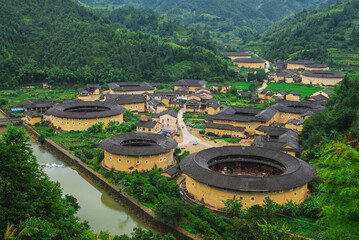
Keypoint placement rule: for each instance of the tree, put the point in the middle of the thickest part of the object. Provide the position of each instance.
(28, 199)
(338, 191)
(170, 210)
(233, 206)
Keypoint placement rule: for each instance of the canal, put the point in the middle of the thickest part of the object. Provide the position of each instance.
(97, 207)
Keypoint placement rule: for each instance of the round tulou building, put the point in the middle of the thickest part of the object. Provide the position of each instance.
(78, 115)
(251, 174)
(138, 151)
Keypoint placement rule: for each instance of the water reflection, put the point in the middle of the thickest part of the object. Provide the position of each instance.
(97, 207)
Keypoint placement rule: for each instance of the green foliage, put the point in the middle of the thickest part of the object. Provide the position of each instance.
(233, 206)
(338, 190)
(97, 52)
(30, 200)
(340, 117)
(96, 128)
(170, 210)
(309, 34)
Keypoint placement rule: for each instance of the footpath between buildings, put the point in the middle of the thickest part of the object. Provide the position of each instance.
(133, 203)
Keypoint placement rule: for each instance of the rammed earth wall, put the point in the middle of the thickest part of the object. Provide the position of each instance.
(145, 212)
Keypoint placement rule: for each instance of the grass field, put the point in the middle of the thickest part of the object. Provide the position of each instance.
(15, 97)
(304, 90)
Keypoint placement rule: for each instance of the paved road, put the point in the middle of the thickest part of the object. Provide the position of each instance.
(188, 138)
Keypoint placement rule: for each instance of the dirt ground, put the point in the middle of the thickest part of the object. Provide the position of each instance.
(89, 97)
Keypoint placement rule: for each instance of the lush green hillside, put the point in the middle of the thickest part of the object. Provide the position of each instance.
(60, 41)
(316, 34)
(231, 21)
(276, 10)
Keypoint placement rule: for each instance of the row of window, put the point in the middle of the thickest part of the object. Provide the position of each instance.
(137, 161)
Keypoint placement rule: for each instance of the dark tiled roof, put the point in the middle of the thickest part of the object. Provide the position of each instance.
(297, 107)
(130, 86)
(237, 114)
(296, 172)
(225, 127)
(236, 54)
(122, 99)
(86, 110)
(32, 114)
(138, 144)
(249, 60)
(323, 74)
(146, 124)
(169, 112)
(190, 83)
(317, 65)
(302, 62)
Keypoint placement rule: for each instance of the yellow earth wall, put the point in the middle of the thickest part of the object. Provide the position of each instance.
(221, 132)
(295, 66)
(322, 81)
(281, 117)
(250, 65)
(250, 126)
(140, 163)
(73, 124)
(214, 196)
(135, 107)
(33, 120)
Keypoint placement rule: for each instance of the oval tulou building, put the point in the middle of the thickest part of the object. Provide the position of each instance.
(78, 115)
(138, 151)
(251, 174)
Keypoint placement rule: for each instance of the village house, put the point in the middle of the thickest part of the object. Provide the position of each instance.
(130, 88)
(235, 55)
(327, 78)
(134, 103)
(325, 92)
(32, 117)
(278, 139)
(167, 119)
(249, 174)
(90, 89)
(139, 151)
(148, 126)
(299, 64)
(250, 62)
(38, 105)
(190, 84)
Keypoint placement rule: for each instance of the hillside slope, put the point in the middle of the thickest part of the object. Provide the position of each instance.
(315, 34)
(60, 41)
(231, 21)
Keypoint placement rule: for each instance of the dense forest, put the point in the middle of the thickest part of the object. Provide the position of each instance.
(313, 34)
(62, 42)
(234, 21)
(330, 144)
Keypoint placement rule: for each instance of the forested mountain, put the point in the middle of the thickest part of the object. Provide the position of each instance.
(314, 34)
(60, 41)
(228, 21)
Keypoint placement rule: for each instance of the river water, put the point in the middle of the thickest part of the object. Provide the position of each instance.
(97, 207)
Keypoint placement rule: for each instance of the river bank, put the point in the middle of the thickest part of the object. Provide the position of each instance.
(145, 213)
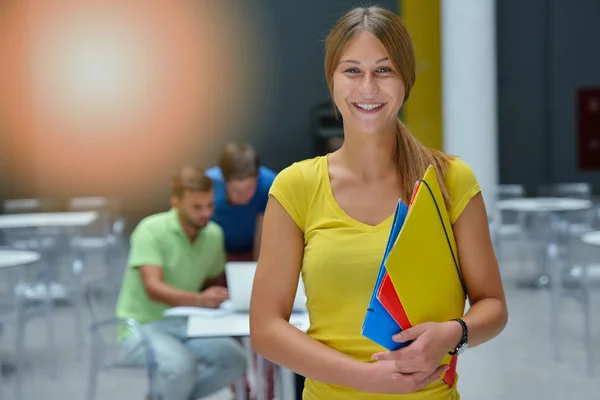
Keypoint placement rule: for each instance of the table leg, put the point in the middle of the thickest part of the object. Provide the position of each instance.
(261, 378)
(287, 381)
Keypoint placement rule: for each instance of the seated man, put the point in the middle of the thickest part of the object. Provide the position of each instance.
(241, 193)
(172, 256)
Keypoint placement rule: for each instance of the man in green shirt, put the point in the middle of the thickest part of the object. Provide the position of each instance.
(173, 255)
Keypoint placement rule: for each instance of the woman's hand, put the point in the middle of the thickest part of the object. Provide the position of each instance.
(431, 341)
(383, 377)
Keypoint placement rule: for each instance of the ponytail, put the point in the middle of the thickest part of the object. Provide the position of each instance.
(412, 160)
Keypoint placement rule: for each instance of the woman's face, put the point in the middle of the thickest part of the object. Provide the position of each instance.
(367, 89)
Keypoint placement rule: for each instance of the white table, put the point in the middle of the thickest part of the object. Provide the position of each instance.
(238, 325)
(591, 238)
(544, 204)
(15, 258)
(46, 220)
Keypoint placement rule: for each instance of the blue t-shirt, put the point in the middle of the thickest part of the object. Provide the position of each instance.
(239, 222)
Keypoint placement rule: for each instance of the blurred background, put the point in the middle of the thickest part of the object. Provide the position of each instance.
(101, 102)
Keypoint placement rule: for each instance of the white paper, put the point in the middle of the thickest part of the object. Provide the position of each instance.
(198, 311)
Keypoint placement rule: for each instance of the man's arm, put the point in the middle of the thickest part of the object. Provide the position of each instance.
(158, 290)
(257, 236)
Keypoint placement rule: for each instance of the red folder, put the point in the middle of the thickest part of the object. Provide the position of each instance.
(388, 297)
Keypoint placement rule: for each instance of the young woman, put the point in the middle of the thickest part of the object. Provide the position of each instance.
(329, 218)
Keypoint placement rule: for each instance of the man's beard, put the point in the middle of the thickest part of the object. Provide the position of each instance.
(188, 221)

STATED EXERCISE: Drop the images and quote the entries word for word.

WORKED SOLUTION:
Keypoint placement rule: for each instance of the tree, put the point in the middle of the thickest part of the object. Provide the position of each instance.
(28, 199)
(338, 191)
(170, 210)
(233, 206)
Keypoint placement rule: for each instance of the canal, put the point in the middle of the thickest part of the object. Provide the position of each instance.
(97, 207)
Keypoint placement rule: for each instance of the round tulou building, put the point in the middle of the thickest part of the object. Provide the position of each instance.
(78, 115)
(251, 174)
(138, 151)
Keypoint placement rule: for each instance of the water reflection, put the point in the middle of the thickest part of the object. Provide the position of each instance.
(97, 207)
Keypoint placement rule: for each instance of the green foliage, put the point in the middle of the thickest part of the object. Provide the position of each instance.
(233, 206)
(338, 190)
(97, 52)
(30, 200)
(340, 117)
(96, 128)
(170, 210)
(309, 34)
Keypoint placement rule: for each instance of the footpath between buildings, put the point in the middle of the thickest part of the object. Provide the position of each instance.
(133, 203)
Keypoint placement rule: for each instance of the rammed earth wall, put the point in the middle of the thickest part of the object. Provide the position of each instance.
(145, 212)
Keypoint placement rule: for each instance of the grass field, put the point in the middle of the thickest part of the object. Provide the position of each instance.
(15, 97)
(304, 90)
Keypoint placement rule: for each instance of the paved road, put the point in the middle of the thickest part of the object. Provide the position of each instance.
(188, 138)
Keypoint placement rule: for each instance of the dirt ground, put the point in the middle of the thickest part of the object. Provide the position of each instance.
(89, 97)
Keypoint placement rule: for each instance of the lush green hillside, put the point in the middle of the thickest part of the object. Provide the position of each instance.
(60, 41)
(316, 34)
(231, 21)
(276, 10)
Keypoint placement rule: for each instance of the row of window, put the point in the middle of the thickest part of the object. Provide the position of each instance.
(137, 161)
Keypoint placement rule: for each instance of the dark tiled roof, put the point in the middle of the thickest part of the object. Provide the position of each instance.
(297, 107)
(130, 86)
(237, 114)
(296, 172)
(225, 127)
(236, 54)
(122, 99)
(86, 110)
(32, 114)
(138, 144)
(249, 60)
(323, 74)
(146, 124)
(169, 112)
(190, 83)
(317, 65)
(302, 62)
Keypoint placement rule: for each instance of the yellow earth wall, put the point in the middle of the thickest part of the object. Provide the position of each instance.
(221, 132)
(295, 66)
(322, 81)
(281, 117)
(250, 65)
(250, 126)
(140, 163)
(73, 124)
(214, 196)
(135, 107)
(33, 120)
Keypoint placement rule: for each instance of the oval tulou building, put the point in the middle of the thickest part of the object. Provide the position of each instance.
(78, 115)
(138, 151)
(251, 174)
Keypoint placement rule: for each instance of the village house, put the point in the middle of the thickest part of the object. Provide the position of each instance.
(130, 88)
(235, 55)
(327, 78)
(134, 103)
(325, 92)
(32, 117)
(278, 139)
(167, 119)
(249, 174)
(90, 89)
(139, 151)
(148, 126)
(299, 64)
(250, 62)
(38, 105)
(190, 84)
Keypoint placement rule: for each instance of the hillside slope, put the point in the middle of the thickest part of the object. Provide the position of each instance.
(315, 34)
(60, 41)
(231, 21)
Keypoint placement rule: for each instance of the dense forest, put the point in the middle of the thickest part of the object. Provide the position of each instance.
(313, 34)
(62, 42)
(234, 21)
(330, 144)
Keypoint placement rule: for each instance of the forested mountain, put the point in the middle of the thickest part of the object. Provide the position of each instance.
(314, 34)
(60, 41)
(228, 21)
Keypoint placement rule: for each instance of the river water, put the point in the middle of the thickest part of the object. Provide the position of each instance.
(97, 207)
Keypoint placement rule: for each instance of the river bank, put the point in the middle of the thickest part of the object. Provide the position of each instance.
(145, 213)
Keypoint placement rule: for each instance of the table leg, put the point in the middle of the thickest part of the object. Provide the position of each instance.
(261, 378)
(287, 381)
Keypoint placement rule: for each instance of the seated man, put the point in the middle of the thickest part of the object. Provide the position of each instance.
(241, 193)
(172, 256)
Keypoint placement rule: for each instance of the man in green shirt, put the point in the middle of the thickest part of the object. Provide the position of each instance.
(173, 255)
Keypoint placement rule: for each instance of the woman's hand, put the point in the middle of the thickest part of the object. Provide the position of each instance.
(431, 341)
(383, 377)
Keypoint placement rule: for each instance of the ponytail, put the point in the middle of the thickest part of the object. Provide the position of each instance.
(412, 160)
Keypoint placement rule: for each instance of the woman's face, put the point in the middle of the thickest part of the object. Provide the position of each instance.
(367, 89)
Keypoint placement rule: for each instance of the white table, put the point in the middle of the thickest part of the object. Provide the position of each instance.
(238, 325)
(591, 238)
(544, 204)
(15, 258)
(46, 220)
Keypoint placement rule: for each instance of the blue t-shirt, put the point in the middle of the thickest part of the object. Provide the position of each instance.
(239, 222)
Keypoint placement rule: for each instance of the blurred background, put the point in the middle of the thickest part of the object. Provide the position of each instance.
(101, 102)
Keypoint placement rule: for each instance of the white paper, put the point in the middle of the thickest part of the object. Provide the position of each instance.
(198, 311)
Keypoint placement rule: for each instance of the man's arm, put the point in the middle of the thickest part of the object. Provide the position of each instance.
(158, 290)
(257, 236)
Keypoint placement rule: for each instance of the red folder, put the point in the middle of the thickest part of the object. Provide the position of each instance.
(388, 297)
Keypoint placement rule: for each instance of the young woman, put the point in the middle of the thickest part of the object. Provide the position of each instance.
(329, 218)
Keypoint placement rule: for each instance of the man's beard, put the point in the middle of the thickest part of the object. Provide the position of each instance.
(188, 221)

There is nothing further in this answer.